TEXT EXCERPT

====

Basics H.264 Video Compression Format (video encoding and decoding)
H.264 video encoding and decoding process

We will discuss about basics of H.264 video compression format. We will also cover typical video encoder and video decoder block diagram.

Typical Video Encoder

In the encoder, a prediction macroblock is generated and subtracted from the current macroblock to form a residual macroblock. This residual macroblock is transformed, quantized and encoded. In parallel, the quantized data are re-scaled and inverse transformed. It is then added to the prediction macroblock to reconstruct a frame which is stored for later predictions.

Typical H.264 Encoder
Typical H.264 Encoder

In the above figure MB stands for Macroblock.

Prediction

From prediction in the above figure, denotes the prediction of the current macroblock. A prediction of the current macroblock is based on previously-coded data. Either from the current frame (intra prediction) or from other frames that have already been coded (inter prediction). The values of the previously-coded neighboring pixels are extrapolated to form a prediction of the current macroblock.

====

WHAT TO PRODUCE
Can you print the part of the H.264 text that begins at the words "From prediction in" and stops after "a prediction of the current macroblock.", copied word for word?

COLLECTED MATERIAL
====

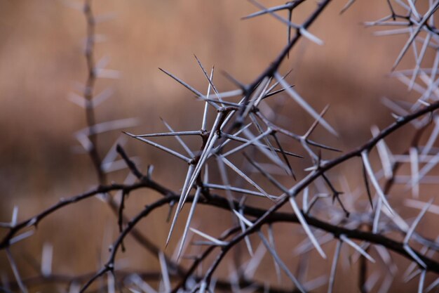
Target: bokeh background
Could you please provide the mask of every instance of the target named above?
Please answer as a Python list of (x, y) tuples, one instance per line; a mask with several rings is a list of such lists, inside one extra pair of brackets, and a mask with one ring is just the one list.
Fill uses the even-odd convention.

====

TASK RESULT
From prediction in the above figure, denotes the prediction of the current macroblock. A prediction of the current macroblock is based on previously-coded data. Either from the current frame (intra prediction) or from other frames that have already been coded (inter prediction). The values of the previously-coded neighboring pixels are extrapolated to form a prediction of the current macroblock.